Exercise description: Rewrite the entries from the line with "Test yourself! Look at the image and find the thin" through the line with "[0,0,1200,565]", changing "bounding box" to "bounding rectangle" and leaving everything else unchanged.

[Start Exercise inputs]

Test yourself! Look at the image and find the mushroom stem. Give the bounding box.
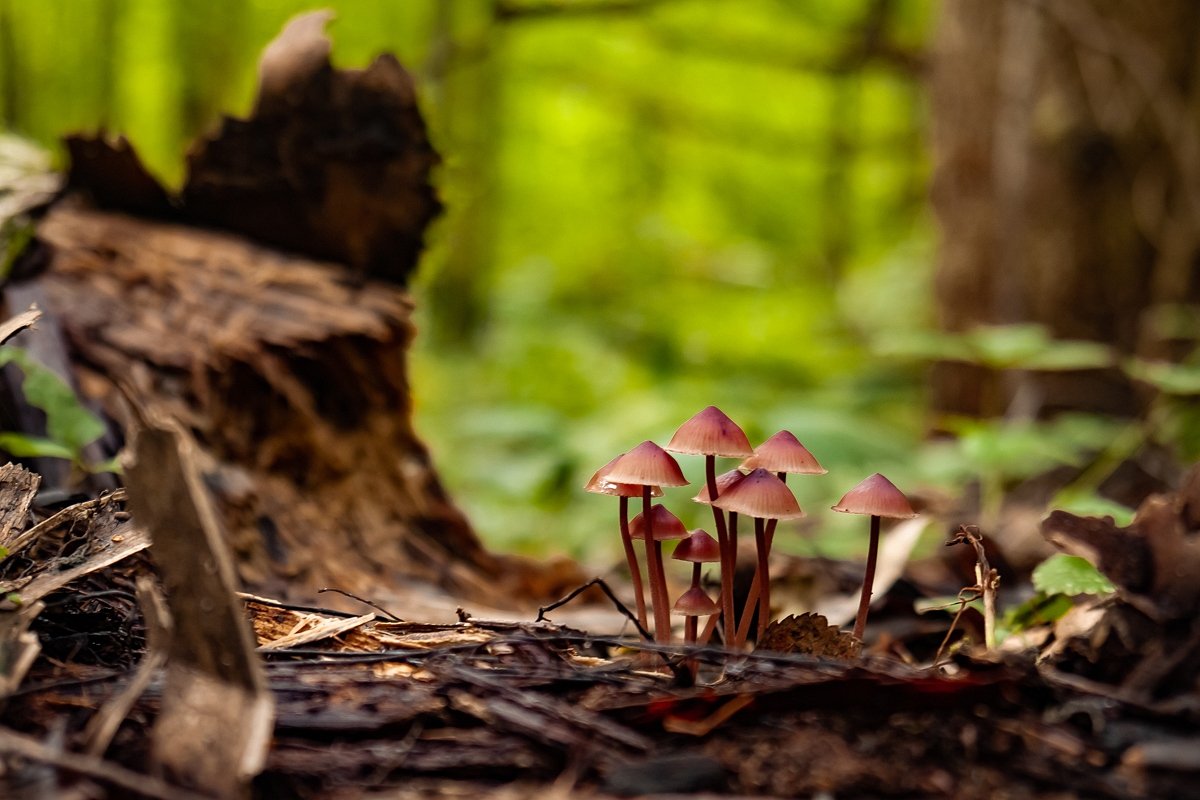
[642,486,671,644]
[743,517,770,639]
[734,473,787,642]
[854,515,880,640]
[721,511,745,648]
[683,561,700,644]
[704,456,737,646]
[620,497,649,628]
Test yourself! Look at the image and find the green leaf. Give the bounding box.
[1123,359,1200,396]
[1033,553,1116,595]
[0,433,74,461]
[1050,489,1134,527]
[0,345,106,461]
[996,591,1075,642]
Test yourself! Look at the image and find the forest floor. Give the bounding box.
[0,455,1200,798]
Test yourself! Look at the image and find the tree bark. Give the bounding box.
[931,0,1200,415]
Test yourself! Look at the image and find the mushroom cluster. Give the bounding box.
[584,405,916,649]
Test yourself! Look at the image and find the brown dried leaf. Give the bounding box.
[757,612,863,661]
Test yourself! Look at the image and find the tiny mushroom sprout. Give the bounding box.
[833,473,917,640]
[666,405,754,633]
[604,441,688,642]
[737,431,829,642]
[671,529,721,644]
[629,504,688,644]
[671,585,721,644]
[583,456,662,628]
[713,468,804,646]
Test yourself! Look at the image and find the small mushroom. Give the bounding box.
[629,504,688,644]
[583,456,662,628]
[713,468,804,646]
[666,405,754,633]
[671,587,721,644]
[833,473,917,640]
[737,431,829,642]
[671,529,721,644]
[604,441,688,643]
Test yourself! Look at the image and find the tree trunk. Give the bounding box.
[931,0,1200,415]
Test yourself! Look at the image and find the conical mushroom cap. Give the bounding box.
[692,469,746,505]
[742,431,829,475]
[667,405,754,458]
[713,469,804,519]
[671,587,721,616]
[583,453,662,498]
[672,521,721,564]
[629,503,688,542]
[601,441,688,486]
[833,473,917,519]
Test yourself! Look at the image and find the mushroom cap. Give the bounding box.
[833,473,917,519]
[742,431,829,475]
[692,469,746,505]
[667,405,754,458]
[629,503,688,542]
[713,468,804,519]
[601,441,688,486]
[671,587,721,616]
[672,532,721,564]
[583,453,662,498]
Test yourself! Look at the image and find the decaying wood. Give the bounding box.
[0,306,42,344]
[0,728,211,800]
[0,464,42,555]
[32,205,511,606]
[126,422,274,798]
[83,576,170,756]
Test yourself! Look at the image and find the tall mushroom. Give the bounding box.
[737,431,829,642]
[666,405,754,638]
[833,473,917,640]
[629,504,688,643]
[583,456,662,628]
[713,468,804,646]
[604,441,688,643]
[671,529,721,644]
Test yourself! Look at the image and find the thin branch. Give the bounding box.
[534,578,654,642]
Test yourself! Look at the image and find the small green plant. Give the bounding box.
[0,345,120,473]
[996,553,1116,642]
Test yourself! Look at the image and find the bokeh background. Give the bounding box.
[0,0,1200,565]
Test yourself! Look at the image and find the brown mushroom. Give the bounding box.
[737,431,829,642]
[671,529,721,644]
[666,405,754,639]
[629,504,688,643]
[604,441,688,643]
[833,473,917,640]
[713,468,804,646]
[583,456,662,628]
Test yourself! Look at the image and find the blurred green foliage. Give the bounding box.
[0,0,1192,563]
[0,344,119,473]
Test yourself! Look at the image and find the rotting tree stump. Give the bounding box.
[7,12,577,609]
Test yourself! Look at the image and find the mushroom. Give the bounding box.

[End Exercise inputs]

Finished exercise:
Test yourself! Look at the image and find the thin branch. Give the bounding rectangle.
[534,578,654,642]
Test yourself! Look at the image and find the small green plant. Give the bounding rectangle.
[0,345,120,473]
[996,553,1116,642]
Test yourself! Look at the image and find the bokeh background. Give the bounding rectangle.
[0,0,1200,565]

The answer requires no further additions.